## Exercise brief
Format every line of the listing below as a Markdown table with two columns, "Row" for its number and "Entry" for the line itself. Leave out blank lines.

....................

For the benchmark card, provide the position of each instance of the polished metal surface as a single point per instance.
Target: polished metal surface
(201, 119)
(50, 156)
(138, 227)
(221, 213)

....................

## Response to the exercise
| Row | Entry |
|---|---|
| 1 | For the benchmark card, provide the position of each instance of the polished metal surface as a single point per instance. |
| 2 | Target: polished metal surface |
| 3 | (201, 119) |
| 4 | (50, 156) |
| 5 | (138, 227) |
| 6 | (221, 213) |